Extend the post on code hygiene, picking up right where it stops and keeping its voice and format.

**Selected passage**:
============

Code Hygiene

Here are some random thoughts about how to organize code (on the small scale — organizing code at a large scale is a whole different thing). I’ve broken it up into 2 sections. This post is by no means complete; for a much more complete story, I highly recommend The Practice Of Programming by Kernighan and Pike.

Factoring (And Re-Factoring) Code

Make each function/method do one thing and do it well. This is the principle of compositionality: It’s easier to compose minimal, single-purpose functions to get an understandable complex solution than it is to bake all the complexity into 1 function. It’s also much easier to test minimal functions.

Write unit tests for each unit (function/method). With tests, you can ensure that bugs are really fixed, and can later change the code with more confidence that you are not introducing new bugs. Writing tests seems like annoying, boring work at first, but you’ll be glad you did.

Prefer functions that only read their inputs. Some functions cause side-effects (changes in state) to their arguments; it is hard to fully understand and test such functions. If you need to create a new value from the inputs, prefer read from the inputs and return a new value. Many languages, like Python and Go, allow you to return multiple values and assign multiple variables:

def read_foo_object(input_stream):
    """Reads 1 `Foo` object from `input_stream` (a readable file object). Returns the `Foo` and/or any errors."""
    # ...
    return foo, error

foo, error = read_foo_object(file("foos.txt", "rb"))
if error is not None:
    # Oops
    # Use foo

Document each input and each output of each function. It’s the polite thing to do.

Names are documentation, and crucial to understanding. Object class names (and instance names!) should be simple nouns or noun phrases (Vehicle, EmergencyVehicle, SerializableSet, UtilityMuffin). Function/method names should be infinitive verb phrases (extract_juice, inspect_vehicle, is_purple, get_color, set_color). The names of arguments to functions should be complete words, not terse abbreviations.

Types are documentation, and crucial to understanding. Use the language’s type declaration system to ease the reader’s understanding of your code. (The reader might be you, 6 months from now.) If, like JavaScript and Python, your language does not have explicit type labels, you’ll have to emulate them in your documentation.

Don’t bake in hidden parameters. Prefer this:

def compute_ema(values, starting_value, alpha=0.5):
    """Given `values` (any iterable), yields the running exponential moving average."""
    previous_value = starting_value
    for value in values:
        value = alpha * value + (1 – alpha) * previous_value
        yield value
        previous_value = value

to this:

def compute_ema(values):
    """Given `values` (any iterable), yields the running exponential moving average."""

============

**Recorded data**:
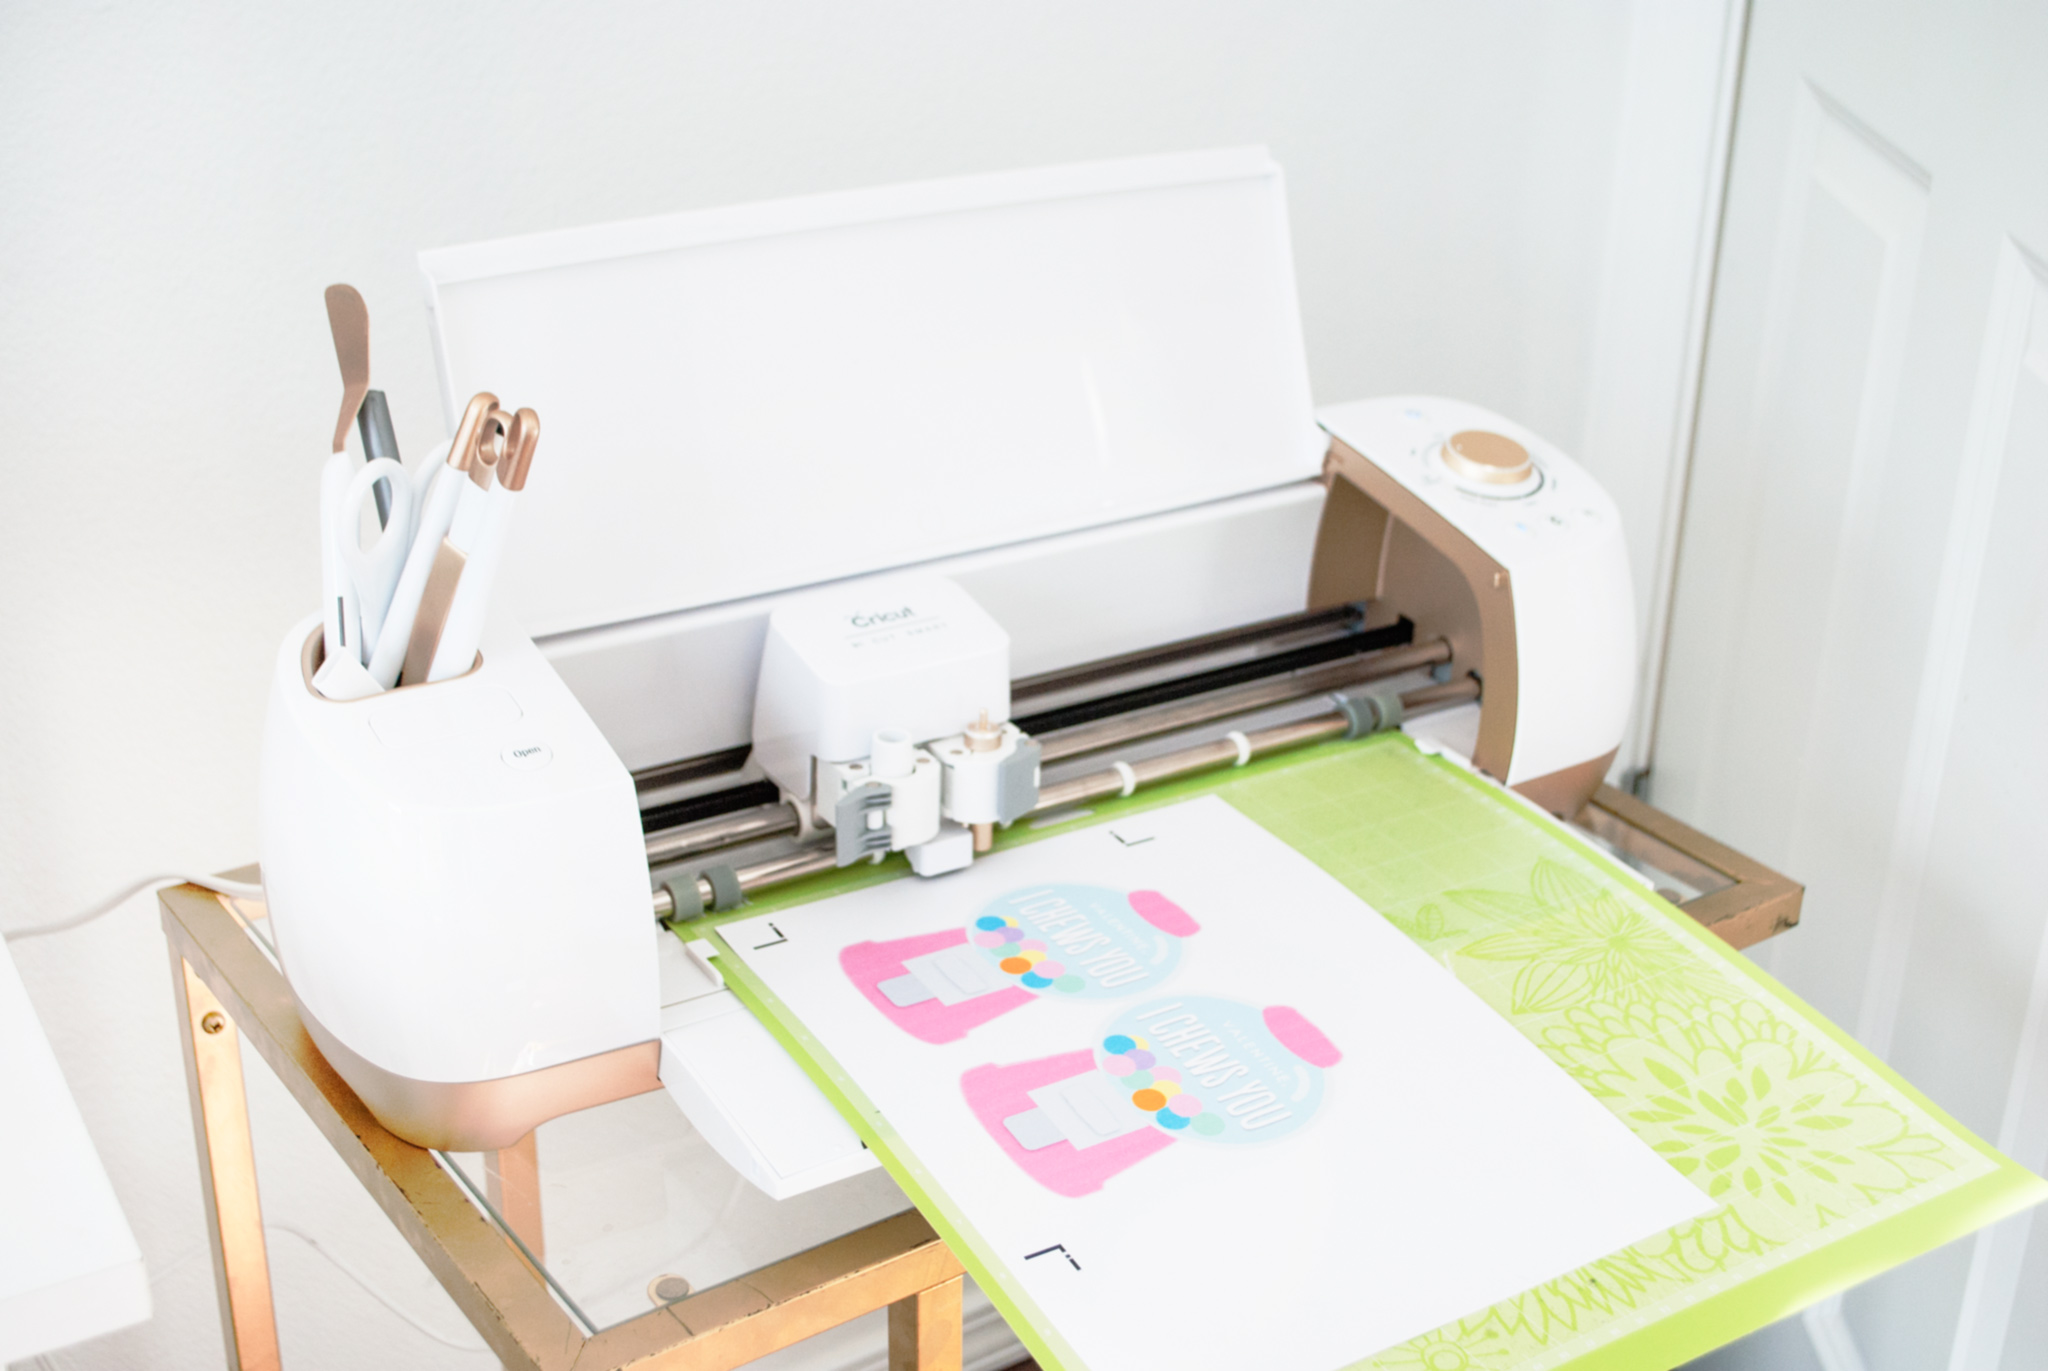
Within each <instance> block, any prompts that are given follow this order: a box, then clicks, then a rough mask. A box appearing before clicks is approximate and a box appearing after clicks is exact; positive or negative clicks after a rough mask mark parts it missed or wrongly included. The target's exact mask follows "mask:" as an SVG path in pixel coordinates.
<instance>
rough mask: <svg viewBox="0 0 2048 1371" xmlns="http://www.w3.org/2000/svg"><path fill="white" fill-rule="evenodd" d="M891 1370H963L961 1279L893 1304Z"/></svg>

============

**Task answer**:
    previous_value = values[0]
    for value in values:
        value = 0.5 * value + (1 – 0.5) * previous_value
        yield value
        previous_value = value

When you pull hidden parameters out into the call interface — potentially using default values for convenience, if the language supports that feature — you make the function more general and more useful to more callers.

Version Control

Commit to your revision control system early and often. This way, you can recover any previous working version, figure out exactly which change went wrong, and repair much more easily.

Make each commit do one thing. Don’t commit 3 different changes in 1 commit. It’s much easier to understand and use your commit log when it contains many commits (small or potentially large) that each make 1 meaningful change to your code, than when it contains commits (small or large) that make unrelated changes in unrelated areas of the code.

Write meaningful and complete commit messages. Don’t use the -m option to “git commit ...”, because it’s hard to write complete sentences and (yes) paragraphs in your commit message from the command line. Associate your favorite text editor with git, which makes it easier to write full commit messages.

The top line of the commit message should be 1 concise sentence that would fit in the subject line of an email. (Many development teams set up a bot that sends emails for each commit.) The top line should summarize the change; if you can’t summarize the change in 1 line, the change may be too large for 1 commit.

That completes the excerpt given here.